- TESTO PROPOSTO
▼▼▼

Dai primi anni 2000, nel paese centroamericano ci si è resi conto di un anormale aumento dei decessi per insufficienza renale cronica di uomini fra i 30 e i 50 anni, senza problemi antecedenti di obesità o diabete. Attualmente, a Chichigalpa l’incidenza della malattia è tredici volte superiore alla media nazionale e per i cañeros (coloro che lavorano nelle piantagioni di canna da zucchero), il rischio di ammalarsi è di otto volte superiore rispetto al resto della popolazione. Questo fa pensare che ci sia una relazione tra il lavoro nelle piantagioni e l’insorgere del problema, ma non esistono al momento prove scientifiche che lo dimostrino. Due sono le ipotesi più accreditate: la prima che la causa sia da ricercare nelle condizioni di lavoro pesanti cui sono sottoposti, nella disidratazione cronica e nei colpi di calore; la seconda vede invece come primi responsabili i pesticidi utilizzati nelle piantagioni (vengono utilizzati anche prodotti ritenuti tra i più pericolosi). La prima ipotesi fa infuriare gli operai delle piantagioni, che ritengono invece più plausibile la seconda: «Quando lavoro bevo tra gli otto e i dieci litri d’acqua», spiega ai giornalisti di Le Monde Juan, malato come suo padre e i suoi zii.
Il gruppo Pellas si discolpa affermando che i cañeros non sono i soli ad essere toccati dal fenomeno, infatti anche chi lavora nelle miniere d’oro presenta un’incidenza anormalmente alta di insufficienza renale cronica. A sua difesa cita anche uno studio realizzato dalla scuola per la salute pubblica di Boston che avvalora l’ipotesi della disidratazione e dei colpi di calore come cause principali. Si tratta però di uno studio poco indipendente, visto che è stato parzialmente finanziato da chi ricava guadagno dalle coltivazioni di canna da zucchero: lo stesso gruppo Pellas e la Banca Mondiale, che nel 2006 ha investito 55 milioni di dollari per la modernizzazione della società zuccheriera e continua ad investire nel settore (15 milioni di dollari per la creazione di un migliaio di posti di lavoro).

▲▲▲

- VERIFICA LA COMPRENSIONE
(1) Puoi trascrivere il testo sui cañeros di Chichigalpa nel tratto che va da "Il gruppo Pellas" fino a "posti di lavoro)."?
(2) Sapresti riprendere il testo sui cañeros di Chichigalpa e portarlo avanti dal punto in cui si ferma?

- RIGHE
▼▼▼

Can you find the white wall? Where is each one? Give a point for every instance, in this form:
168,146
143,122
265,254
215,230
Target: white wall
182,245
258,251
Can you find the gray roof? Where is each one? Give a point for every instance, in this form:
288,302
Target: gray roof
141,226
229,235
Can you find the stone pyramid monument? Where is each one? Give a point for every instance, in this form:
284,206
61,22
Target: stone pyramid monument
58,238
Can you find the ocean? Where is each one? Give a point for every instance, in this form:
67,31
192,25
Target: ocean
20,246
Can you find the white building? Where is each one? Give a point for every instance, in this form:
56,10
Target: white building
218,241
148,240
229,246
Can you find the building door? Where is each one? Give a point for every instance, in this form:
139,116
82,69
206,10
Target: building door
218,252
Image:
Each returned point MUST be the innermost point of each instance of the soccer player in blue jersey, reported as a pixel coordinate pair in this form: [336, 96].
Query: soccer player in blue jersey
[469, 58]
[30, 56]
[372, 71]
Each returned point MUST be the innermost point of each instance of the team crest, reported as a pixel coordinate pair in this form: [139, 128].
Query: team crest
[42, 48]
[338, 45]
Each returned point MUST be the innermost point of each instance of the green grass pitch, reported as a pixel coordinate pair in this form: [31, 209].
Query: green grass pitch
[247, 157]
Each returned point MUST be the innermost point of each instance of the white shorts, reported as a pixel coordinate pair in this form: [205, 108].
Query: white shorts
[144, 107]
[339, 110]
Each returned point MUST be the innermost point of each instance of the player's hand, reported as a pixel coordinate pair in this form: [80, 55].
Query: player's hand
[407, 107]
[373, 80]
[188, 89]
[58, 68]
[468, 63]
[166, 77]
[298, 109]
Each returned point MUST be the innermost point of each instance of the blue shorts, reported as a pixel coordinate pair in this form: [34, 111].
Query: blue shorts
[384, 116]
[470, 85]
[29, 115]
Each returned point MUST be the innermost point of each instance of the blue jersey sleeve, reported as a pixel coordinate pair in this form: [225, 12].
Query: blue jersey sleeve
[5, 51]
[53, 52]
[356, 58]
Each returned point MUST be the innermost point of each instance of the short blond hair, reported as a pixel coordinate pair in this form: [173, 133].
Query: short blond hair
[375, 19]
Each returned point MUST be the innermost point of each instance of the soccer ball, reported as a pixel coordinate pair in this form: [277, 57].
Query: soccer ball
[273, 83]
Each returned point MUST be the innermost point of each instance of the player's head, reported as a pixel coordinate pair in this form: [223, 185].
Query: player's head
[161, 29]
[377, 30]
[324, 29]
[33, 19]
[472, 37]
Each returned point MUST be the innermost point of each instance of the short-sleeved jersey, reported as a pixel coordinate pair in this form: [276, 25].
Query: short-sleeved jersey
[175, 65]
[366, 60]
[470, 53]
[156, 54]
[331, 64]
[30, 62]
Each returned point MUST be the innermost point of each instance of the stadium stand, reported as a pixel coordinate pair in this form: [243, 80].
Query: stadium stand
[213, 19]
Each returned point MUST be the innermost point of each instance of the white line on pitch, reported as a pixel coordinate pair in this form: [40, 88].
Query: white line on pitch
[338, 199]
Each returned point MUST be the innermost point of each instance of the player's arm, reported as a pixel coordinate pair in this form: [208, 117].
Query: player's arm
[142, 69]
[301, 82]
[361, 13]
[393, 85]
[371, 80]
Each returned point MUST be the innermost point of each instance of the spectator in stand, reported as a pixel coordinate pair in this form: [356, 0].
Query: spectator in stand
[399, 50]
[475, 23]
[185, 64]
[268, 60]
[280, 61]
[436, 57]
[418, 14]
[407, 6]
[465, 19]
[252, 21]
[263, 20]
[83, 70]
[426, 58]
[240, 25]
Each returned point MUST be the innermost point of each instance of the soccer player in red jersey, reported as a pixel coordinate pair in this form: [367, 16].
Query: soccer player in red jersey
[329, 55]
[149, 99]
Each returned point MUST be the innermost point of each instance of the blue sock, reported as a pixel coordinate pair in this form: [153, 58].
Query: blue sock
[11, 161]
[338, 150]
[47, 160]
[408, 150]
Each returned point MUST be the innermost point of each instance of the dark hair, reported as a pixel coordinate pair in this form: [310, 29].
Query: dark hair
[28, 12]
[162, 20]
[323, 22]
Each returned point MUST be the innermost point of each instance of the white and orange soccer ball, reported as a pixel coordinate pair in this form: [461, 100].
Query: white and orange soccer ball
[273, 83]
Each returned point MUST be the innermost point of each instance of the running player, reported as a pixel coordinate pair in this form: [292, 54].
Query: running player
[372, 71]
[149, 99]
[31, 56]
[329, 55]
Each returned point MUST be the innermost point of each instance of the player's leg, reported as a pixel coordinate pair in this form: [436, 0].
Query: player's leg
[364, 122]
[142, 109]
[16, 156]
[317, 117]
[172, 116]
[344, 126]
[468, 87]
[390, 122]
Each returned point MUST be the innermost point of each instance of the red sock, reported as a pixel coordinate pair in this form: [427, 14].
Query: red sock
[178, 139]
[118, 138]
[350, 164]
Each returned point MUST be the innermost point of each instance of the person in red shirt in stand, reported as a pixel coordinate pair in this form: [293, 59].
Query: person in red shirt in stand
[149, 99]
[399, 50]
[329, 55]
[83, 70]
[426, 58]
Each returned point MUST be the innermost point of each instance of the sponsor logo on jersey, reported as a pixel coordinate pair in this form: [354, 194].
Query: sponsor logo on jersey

▲▲▲

- LE TUE RISPOSTE
(1)
Il gruppo Pellas si discolpa affermando che i cañeros non sono i soli ad essere toccati dal fenomeno, infatti anche chi lavora nelle miniere d’oro presenta un’incidenza anormalmente alta di insufficienza renale cronica. A sua difesa cita anche uno studio realizzato dalla scuola per la salute pubblica di Boston che avvalora l’ipotesi della disidratazione e dei colpi di calore come cause principali. Si tratta però di uno studio poco indipendente, visto che è stato parzialmente finanziato da chi ricava guadagno dalle coltivazioni di canna da zucchero: lo stesso gruppo Pellas e la Banca Mondiale, che nel 2006 ha investito 55 milioni di dollari per la modernizzazione della società zuccheriera e continua ad investire nel settore (15 milioni di dollari per la creazione di un migliaio di posti di lavoro).

(2)
Il Nicaragua non è l’unico paese colpito da questa “epidemia” d’insufficienza renale, riscontrata anche in altre nazioni del Centroamerica, Messico, Caraibi, India e Sri Lanka. Sono infatti più di ventimila i morti nel mondo per questa malattia negli ultimi 15 anni. In Sri Lanka, dove duecentomila persone (essenzialmente agricoltori) ne soffrono, uno studio dell’Organizzazione mondiale della sanità (Oms) è giunto alla conclusione che si tratta di una nefropatia tossica, principalmente legata ad un’esposizione continuata al radio. Agli stessi risultati è giunto pure uno studio condotto in Salvador, e anche l’Organizzazione panamericana della salute (Ops) riconosce nel fattore tossico la principale causa della malattia, pur legandola anche alle durissime condizioni di lavoro: «Le cause sono multiple, ma la principale è il fattore tossico al quale sono sottoposti i lavoratori», ha dichiarato Raúl Herrera Valdés, esperto di nefrologia e assessore dell’Ops a Trinchera de la Noticia.
In Nicaragua invece si fatica a far valere questa ipotesi perché i dati scientifici sono ancora troppo frammentari per smentire ufficialmente lo studio dell’Università di Boston, grazie al quale la più grande piantagione di canna da zucchero del paese può continuare ad utilizzare prodotti altamente tossici, facendo così ammalare sempre più persone.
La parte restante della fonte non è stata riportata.